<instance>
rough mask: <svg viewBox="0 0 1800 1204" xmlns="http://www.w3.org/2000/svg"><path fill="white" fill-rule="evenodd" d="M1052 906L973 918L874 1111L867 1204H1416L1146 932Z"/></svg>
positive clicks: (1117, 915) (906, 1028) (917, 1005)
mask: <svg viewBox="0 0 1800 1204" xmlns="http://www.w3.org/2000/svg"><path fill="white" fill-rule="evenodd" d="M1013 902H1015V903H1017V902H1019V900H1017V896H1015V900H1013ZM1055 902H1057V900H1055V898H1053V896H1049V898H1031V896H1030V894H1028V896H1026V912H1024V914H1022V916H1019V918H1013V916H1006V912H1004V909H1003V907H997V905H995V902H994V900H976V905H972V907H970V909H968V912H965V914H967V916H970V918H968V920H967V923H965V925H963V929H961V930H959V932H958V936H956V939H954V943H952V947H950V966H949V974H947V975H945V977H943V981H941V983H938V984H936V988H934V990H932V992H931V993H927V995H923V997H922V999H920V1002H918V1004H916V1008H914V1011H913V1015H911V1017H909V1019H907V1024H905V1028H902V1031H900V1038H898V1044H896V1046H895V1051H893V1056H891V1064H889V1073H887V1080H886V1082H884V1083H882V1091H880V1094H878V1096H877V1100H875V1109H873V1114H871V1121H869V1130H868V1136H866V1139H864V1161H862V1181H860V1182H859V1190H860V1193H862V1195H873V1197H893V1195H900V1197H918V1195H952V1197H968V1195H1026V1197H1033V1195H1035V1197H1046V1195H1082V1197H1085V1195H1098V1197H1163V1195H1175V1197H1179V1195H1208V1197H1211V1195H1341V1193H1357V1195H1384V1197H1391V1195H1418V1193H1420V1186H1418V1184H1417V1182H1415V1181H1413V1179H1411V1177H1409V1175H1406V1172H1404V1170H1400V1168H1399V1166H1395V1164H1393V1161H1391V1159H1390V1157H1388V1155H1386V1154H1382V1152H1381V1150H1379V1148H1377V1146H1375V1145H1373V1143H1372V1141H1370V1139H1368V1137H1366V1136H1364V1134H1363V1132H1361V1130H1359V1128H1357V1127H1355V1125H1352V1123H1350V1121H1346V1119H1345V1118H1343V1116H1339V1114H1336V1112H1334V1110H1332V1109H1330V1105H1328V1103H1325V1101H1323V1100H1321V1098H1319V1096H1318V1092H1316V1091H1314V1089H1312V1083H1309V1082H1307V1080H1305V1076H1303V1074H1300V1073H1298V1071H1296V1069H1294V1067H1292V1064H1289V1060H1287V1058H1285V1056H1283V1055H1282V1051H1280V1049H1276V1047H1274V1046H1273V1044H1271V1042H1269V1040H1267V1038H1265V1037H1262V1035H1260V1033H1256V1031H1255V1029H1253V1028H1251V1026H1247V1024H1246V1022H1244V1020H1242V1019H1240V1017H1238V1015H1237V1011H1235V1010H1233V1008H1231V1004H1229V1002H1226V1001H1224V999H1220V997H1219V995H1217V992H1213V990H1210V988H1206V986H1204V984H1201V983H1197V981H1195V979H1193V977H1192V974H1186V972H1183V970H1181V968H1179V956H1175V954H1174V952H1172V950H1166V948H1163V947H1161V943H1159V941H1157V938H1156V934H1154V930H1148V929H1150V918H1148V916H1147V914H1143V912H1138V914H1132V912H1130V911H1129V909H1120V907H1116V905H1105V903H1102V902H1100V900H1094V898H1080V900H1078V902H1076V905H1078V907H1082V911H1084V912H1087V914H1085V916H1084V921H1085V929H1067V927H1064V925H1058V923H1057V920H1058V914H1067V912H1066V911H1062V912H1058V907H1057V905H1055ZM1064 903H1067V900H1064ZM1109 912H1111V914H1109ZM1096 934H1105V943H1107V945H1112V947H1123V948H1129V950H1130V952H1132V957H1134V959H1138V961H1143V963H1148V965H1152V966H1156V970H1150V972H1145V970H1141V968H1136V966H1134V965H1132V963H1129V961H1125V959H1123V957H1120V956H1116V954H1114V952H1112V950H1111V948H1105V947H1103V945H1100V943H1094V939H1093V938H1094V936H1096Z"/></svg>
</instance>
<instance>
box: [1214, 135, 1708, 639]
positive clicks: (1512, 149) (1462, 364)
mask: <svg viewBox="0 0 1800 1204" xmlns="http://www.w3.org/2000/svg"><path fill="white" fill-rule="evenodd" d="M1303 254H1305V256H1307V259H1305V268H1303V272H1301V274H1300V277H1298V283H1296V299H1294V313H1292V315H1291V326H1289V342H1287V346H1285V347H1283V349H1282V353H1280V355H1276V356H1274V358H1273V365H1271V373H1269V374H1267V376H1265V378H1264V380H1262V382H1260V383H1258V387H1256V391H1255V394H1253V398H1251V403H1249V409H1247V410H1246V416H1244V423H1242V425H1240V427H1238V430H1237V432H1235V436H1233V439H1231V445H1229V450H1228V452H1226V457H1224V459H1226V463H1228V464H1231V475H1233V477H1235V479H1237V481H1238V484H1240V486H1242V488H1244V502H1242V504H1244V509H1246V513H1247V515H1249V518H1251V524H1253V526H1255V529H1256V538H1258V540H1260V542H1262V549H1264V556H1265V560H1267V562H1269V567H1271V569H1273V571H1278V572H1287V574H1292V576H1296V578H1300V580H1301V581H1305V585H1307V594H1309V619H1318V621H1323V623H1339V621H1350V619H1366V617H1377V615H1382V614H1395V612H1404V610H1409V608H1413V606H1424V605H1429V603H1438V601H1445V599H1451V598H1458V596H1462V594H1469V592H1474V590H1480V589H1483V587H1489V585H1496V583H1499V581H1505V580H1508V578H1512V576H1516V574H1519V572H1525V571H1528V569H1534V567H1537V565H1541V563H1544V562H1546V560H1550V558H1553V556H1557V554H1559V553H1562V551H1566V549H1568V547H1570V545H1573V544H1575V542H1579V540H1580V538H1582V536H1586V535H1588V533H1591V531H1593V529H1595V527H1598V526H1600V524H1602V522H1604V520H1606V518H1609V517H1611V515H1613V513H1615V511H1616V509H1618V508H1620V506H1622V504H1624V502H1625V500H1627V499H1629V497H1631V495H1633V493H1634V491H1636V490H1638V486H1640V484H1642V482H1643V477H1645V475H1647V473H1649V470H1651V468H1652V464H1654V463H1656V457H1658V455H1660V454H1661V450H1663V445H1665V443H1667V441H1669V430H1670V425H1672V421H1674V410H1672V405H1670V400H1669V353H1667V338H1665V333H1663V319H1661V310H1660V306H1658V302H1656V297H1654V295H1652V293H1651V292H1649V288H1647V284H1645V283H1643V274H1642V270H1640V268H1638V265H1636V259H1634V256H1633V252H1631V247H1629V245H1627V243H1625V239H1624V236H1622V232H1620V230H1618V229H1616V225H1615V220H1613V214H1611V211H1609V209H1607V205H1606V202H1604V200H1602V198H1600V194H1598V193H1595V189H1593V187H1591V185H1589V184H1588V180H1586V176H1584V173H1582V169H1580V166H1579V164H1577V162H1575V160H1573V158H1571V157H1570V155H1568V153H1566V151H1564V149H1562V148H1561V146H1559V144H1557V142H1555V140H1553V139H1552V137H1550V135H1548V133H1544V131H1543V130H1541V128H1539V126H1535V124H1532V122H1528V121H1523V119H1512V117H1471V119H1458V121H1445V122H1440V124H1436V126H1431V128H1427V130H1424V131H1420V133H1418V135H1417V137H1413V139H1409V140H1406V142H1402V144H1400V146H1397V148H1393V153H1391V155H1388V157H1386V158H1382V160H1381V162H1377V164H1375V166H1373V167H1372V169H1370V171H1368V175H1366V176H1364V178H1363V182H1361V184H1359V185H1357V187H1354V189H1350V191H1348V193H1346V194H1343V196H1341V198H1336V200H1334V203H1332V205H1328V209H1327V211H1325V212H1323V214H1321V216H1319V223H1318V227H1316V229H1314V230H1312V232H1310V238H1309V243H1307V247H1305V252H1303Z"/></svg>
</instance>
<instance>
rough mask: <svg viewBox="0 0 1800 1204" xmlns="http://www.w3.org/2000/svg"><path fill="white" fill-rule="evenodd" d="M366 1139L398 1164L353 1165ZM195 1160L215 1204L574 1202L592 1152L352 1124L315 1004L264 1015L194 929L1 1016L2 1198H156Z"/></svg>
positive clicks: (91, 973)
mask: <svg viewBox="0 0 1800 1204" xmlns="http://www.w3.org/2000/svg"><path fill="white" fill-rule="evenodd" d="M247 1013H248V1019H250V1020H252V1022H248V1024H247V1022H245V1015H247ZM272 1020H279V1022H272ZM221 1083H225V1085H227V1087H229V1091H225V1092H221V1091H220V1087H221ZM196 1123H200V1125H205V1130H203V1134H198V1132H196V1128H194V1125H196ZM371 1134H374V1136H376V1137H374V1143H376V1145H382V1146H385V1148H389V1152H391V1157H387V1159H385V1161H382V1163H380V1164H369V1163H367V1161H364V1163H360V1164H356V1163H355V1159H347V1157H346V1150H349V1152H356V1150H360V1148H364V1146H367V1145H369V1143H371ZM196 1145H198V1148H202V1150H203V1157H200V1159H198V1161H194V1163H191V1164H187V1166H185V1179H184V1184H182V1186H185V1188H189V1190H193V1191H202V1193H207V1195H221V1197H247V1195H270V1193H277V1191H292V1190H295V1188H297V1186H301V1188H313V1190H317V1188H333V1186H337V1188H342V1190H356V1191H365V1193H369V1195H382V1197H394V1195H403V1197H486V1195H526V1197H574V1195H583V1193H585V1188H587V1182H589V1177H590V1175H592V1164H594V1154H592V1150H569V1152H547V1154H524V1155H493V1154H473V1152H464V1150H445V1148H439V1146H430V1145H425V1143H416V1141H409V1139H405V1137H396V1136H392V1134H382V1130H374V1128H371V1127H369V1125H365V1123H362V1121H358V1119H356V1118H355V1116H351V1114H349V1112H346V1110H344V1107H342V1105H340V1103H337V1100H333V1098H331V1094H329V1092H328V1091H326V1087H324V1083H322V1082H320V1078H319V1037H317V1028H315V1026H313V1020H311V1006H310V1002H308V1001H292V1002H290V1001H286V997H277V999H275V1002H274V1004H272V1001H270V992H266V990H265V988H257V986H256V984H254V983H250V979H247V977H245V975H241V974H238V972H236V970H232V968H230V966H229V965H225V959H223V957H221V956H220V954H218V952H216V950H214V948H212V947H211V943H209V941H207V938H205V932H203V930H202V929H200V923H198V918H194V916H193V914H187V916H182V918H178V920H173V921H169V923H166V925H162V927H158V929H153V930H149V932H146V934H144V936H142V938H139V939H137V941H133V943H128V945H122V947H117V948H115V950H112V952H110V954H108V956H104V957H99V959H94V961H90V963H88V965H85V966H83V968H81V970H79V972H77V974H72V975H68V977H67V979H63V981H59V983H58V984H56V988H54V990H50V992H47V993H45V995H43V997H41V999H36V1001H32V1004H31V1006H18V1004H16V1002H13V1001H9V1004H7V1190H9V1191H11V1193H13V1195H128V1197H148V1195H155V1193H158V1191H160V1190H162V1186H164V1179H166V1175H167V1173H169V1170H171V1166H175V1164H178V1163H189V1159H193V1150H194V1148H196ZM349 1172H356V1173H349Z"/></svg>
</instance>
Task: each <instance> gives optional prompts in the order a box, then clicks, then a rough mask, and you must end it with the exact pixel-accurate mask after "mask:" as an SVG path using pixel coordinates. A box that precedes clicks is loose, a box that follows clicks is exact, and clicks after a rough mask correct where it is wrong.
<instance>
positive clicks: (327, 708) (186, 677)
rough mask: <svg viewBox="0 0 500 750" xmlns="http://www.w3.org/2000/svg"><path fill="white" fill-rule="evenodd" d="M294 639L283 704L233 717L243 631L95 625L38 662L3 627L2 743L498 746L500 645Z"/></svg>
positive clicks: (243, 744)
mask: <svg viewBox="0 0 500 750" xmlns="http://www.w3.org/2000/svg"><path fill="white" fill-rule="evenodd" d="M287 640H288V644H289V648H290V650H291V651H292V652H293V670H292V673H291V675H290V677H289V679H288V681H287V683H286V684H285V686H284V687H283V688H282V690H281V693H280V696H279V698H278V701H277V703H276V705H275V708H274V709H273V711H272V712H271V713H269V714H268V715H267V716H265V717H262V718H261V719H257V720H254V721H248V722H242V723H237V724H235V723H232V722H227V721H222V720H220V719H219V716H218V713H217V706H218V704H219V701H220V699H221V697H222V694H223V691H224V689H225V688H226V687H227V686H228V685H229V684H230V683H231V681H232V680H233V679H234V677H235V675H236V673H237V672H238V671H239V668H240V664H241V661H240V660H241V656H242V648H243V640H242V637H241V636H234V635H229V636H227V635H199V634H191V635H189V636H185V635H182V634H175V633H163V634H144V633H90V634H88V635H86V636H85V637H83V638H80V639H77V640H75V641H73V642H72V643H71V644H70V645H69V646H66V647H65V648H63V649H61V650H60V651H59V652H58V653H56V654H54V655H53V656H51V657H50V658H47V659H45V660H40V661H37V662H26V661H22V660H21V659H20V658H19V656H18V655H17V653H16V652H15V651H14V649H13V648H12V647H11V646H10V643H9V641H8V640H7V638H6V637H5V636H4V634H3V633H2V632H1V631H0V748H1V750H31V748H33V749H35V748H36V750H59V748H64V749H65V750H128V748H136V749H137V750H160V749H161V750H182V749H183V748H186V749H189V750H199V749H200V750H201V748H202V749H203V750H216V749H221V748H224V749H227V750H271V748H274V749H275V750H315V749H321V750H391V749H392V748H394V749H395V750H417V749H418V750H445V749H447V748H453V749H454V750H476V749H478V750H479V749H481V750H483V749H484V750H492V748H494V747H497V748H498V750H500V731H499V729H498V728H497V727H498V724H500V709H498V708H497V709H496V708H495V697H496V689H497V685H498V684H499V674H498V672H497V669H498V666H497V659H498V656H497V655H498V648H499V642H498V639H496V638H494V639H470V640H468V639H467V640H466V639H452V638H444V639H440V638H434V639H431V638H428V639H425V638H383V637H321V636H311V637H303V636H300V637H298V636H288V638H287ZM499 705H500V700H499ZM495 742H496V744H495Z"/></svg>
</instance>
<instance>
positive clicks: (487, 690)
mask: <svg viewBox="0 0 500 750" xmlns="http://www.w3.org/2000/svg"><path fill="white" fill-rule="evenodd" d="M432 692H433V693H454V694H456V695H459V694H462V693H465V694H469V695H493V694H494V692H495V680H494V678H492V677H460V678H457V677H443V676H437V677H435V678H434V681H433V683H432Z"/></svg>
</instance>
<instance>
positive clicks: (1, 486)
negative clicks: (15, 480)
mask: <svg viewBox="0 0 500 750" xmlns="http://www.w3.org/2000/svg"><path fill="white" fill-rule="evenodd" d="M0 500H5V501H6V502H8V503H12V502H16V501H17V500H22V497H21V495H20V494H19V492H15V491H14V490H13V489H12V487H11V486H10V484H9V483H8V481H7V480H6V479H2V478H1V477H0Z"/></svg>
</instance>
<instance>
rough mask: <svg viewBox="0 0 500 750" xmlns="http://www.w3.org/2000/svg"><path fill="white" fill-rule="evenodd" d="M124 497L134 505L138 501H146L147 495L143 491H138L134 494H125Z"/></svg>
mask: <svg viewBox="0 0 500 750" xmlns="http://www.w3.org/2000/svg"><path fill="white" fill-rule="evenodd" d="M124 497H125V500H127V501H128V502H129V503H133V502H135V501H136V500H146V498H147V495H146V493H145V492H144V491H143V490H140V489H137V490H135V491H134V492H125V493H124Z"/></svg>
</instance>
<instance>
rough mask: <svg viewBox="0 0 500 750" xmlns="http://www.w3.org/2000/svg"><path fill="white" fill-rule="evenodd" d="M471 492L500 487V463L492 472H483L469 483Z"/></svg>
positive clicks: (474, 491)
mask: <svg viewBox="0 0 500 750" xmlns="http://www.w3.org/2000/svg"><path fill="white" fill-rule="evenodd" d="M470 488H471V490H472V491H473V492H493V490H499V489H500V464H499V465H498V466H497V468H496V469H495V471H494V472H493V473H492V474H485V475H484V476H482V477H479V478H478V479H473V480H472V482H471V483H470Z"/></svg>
***
=== Assignment ===
Reproduce the lines from the very first one down through the line containing "positive clicks: (1117, 915)", with both ends included and no changes.

=== Result of the exercise ===
<instance>
rough mask: <svg viewBox="0 0 1800 1204" xmlns="http://www.w3.org/2000/svg"><path fill="white" fill-rule="evenodd" d="M1052 906L973 918L874 1111L867 1204H1416L1146 932Z"/></svg>
positive clicks: (1117, 915) (906, 1028) (917, 1005)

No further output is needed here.